■ Exercise ■
Edit the data below so that each occurrence of "Reviewer note" becomes "Annotator note", leaving all other text unchanged.

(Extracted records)
□ □ □ □ □
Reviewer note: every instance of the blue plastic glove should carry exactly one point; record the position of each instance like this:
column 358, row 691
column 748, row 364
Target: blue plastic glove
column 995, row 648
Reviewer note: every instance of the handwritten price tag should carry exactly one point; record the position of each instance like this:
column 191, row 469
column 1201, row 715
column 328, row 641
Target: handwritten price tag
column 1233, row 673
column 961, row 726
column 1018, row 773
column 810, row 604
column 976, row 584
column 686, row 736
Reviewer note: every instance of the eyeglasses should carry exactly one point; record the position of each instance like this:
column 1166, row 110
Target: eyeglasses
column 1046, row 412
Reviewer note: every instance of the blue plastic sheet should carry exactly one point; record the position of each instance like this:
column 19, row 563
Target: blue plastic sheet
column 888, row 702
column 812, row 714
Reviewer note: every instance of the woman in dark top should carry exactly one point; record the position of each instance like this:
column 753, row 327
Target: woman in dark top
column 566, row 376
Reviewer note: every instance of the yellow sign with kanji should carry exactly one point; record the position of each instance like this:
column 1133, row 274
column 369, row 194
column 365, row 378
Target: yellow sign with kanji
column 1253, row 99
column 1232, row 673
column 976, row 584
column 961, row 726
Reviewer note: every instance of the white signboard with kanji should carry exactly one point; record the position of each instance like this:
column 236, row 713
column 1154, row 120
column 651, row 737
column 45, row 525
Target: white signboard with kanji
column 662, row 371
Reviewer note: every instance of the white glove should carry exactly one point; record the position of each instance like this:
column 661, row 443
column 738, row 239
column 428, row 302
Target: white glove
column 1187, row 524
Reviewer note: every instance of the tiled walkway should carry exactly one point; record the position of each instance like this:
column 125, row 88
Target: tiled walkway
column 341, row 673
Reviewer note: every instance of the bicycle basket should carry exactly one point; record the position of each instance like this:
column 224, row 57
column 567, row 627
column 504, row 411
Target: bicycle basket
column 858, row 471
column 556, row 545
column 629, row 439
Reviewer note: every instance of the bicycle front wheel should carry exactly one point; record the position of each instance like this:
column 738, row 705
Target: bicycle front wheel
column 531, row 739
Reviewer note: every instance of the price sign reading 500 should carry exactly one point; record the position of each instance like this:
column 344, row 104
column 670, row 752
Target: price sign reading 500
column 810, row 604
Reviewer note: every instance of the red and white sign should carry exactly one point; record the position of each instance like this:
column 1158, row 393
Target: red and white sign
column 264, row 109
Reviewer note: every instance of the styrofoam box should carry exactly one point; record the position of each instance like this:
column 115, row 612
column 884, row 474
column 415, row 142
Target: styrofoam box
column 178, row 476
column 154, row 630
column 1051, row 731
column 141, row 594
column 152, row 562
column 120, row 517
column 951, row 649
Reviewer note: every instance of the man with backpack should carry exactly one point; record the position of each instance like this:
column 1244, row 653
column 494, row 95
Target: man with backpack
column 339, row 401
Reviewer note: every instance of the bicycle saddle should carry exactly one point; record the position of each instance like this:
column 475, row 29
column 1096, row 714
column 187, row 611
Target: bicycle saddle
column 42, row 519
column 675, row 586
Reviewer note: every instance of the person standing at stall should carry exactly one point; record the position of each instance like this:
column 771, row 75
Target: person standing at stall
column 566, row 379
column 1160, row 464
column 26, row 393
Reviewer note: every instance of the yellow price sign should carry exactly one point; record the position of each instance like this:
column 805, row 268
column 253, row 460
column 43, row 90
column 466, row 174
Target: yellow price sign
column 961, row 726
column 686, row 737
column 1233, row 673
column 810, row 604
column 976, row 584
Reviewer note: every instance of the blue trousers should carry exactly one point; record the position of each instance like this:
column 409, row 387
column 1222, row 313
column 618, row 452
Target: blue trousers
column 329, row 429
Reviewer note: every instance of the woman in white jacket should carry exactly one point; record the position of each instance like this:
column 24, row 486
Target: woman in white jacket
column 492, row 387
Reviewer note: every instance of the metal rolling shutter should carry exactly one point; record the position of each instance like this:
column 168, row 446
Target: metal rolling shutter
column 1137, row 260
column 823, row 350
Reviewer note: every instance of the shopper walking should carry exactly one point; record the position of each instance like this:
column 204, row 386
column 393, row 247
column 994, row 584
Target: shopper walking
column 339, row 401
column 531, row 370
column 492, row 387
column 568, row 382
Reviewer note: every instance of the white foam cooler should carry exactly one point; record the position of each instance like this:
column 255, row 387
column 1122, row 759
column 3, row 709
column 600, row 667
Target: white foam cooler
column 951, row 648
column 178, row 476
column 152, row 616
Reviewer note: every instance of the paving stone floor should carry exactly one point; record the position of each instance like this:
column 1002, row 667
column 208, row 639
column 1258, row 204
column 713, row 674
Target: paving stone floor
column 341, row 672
□ □ □ □ □
■ Worked answer ■
Annotator note: every instance of the blue plastic glove should carry exactly one point; record the position of each instance like this:
column 358, row 691
column 748, row 364
Target: blue plastic glove
column 995, row 648
Annotator note: every instance of the handwritten price tag should carry exactly one point; record the position of each instance like this:
column 191, row 469
column 1201, row 715
column 328, row 641
Target: handwritten price tag
column 1233, row 673
column 961, row 726
column 1018, row 773
column 810, row 604
column 976, row 584
column 686, row 736
Annotator note: every instance of the eyeglasses should carry exactly one point; record the position of each instance like this:
column 1166, row 110
Target: eyeglasses
column 1046, row 412
Annotator note: every instance of the blue plastic sheet should carry exactly one point; record the position of each instance like this:
column 19, row 563
Target: blue plastic sheet
column 888, row 702
column 812, row 714
Annotator note: every instance of the woman in dark top should carry exactly one point; record the position of each instance like this:
column 753, row 327
Target: woman in dark top
column 566, row 376
Annotator note: every instance of the yellow sign with kanji should carry exactly one point; record the position of each instance like this:
column 1133, row 274
column 369, row 194
column 365, row 378
Target: yellow sign with kanji
column 1253, row 99
column 1232, row 673
column 976, row 584
column 961, row 726
Annotator note: every instance of the white signboard with kanji should carry exactly one point; record the position of each instance like this:
column 236, row 713
column 1154, row 120
column 651, row 737
column 45, row 525
Target: white signboard with kanji
column 662, row 371
Annotator note: every instance of the white glove should carry exactly one point; record the position of each instance like this:
column 661, row 443
column 738, row 239
column 428, row 302
Target: white glove
column 1187, row 524
Annotator note: every instance of the tiled walkway should carry exactly one point; record the position of each instance like this:
column 125, row 88
Target: tiled walkway
column 341, row 673
Annotator note: every instance of the bicycle basket should carry exactly one point; record the position of each instance like this:
column 224, row 57
column 567, row 627
column 504, row 411
Target: bicycle basket
column 858, row 471
column 556, row 545
column 629, row 439
Annotator note: every instance of the bicycle front wheel should carry exactly one point; record the position of each instance like this:
column 738, row 705
Target: bicycle front wheel
column 531, row 739
Annotator note: every instance of the price sign reading 500 should carry exactly one point; record the position of each instance like this:
column 344, row 104
column 670, row 752
Target: price sign reading 500
column 810, row 604
Annotator note: every instance of the red and white sign should carry exactly one point; record the position of each instance like this:
column 1158, row 393
Target: red and white sign
column 264, row 109
Annotator note: every instance of the styrofoam box should carry exactly one point; record the position of each instance like this:
column 115, row 612
column 884, row 474
column 415, row 142
Target: styrofoam box
column 178, row 476
column 154, row 630
column 1051, row 731
column 141, row 594
column 152, row 562
column 120, row 517
column 951, row 649
Annotator note: every instance of the man with backpack should carry exactly one point; record the position of each instance like this:
column 1244, row 653
column 494, row 95
Target: man with backpack
column 339, row 401
Annotator note: every instance of the bicycle saddle should carry exactly one point; record the position of each instance like this:
column 475, row 29
column 1096, row 714
column 187, row 611
Target: bicycle saddle
column 42, row 519
column 675, row 586
Annotator note: every instance of the person standing at stall should carry exactly one point; record the position of each instance like this:
column 771, row 75
Target: person standing at stall
column 566, row 379
column 1160, row 464
column 26, row 393
Annotator note: every instance of the yellow price sign should carry exactly one point; record the position of each instance like this:
column 805, row 268
column 253, row 460
column 43, row 90
column 466, row 174
Target: yellow price sign
column 961, row 726
column 686, row 737
column 1233, row 673
column 810, row 604
column 976, row 584
Annotator note: every instance of the blue trousers should carry exactly one point; record the position of each instance like this:
column 409, row 387
column 1222, row 313
column 618, row 452
Target: blue trousers
column 329, row 429
Annotator note: every instance of the woman in white jacket should carry exactly one point; record the position of each instance like this:
column 24, row 486
Target: woman in white jacket
column 492, row 387
Annotator note: every instance of the metal rolling shutter should carry exactly one point; record the position of each instance like this:
column 168, row 446
Target: metal rolling shutter
column 1137, row 260
column 823, row 350
Annotator note: every instance of the shopper walking should carry exactly one point; record the position of each instance like this:
column 204, row 386
column 393, row 247
column 994, row 584
Target: shopper walking
column 339, row 401
column 531, row 370
column 492, row 387
column 568, row 382
Annotator note: every instance of the white foam cooler should carry exactly one point; record the position of each instance like this:
column 255, row 387
column 1122, row 759
column 3, row 709
column 600, row 667
Target: white foam cooler
column 951, row 648
column 178, row 476
column 152, row 616
Annotator note: every instance of the paving stone floor should carry exactly one point; record the position of each instance like this:
column 1002, row 667
column 208, row 639
column 1258, row 204
column 713, row 674
Target: paving stone floor
column 341, row 672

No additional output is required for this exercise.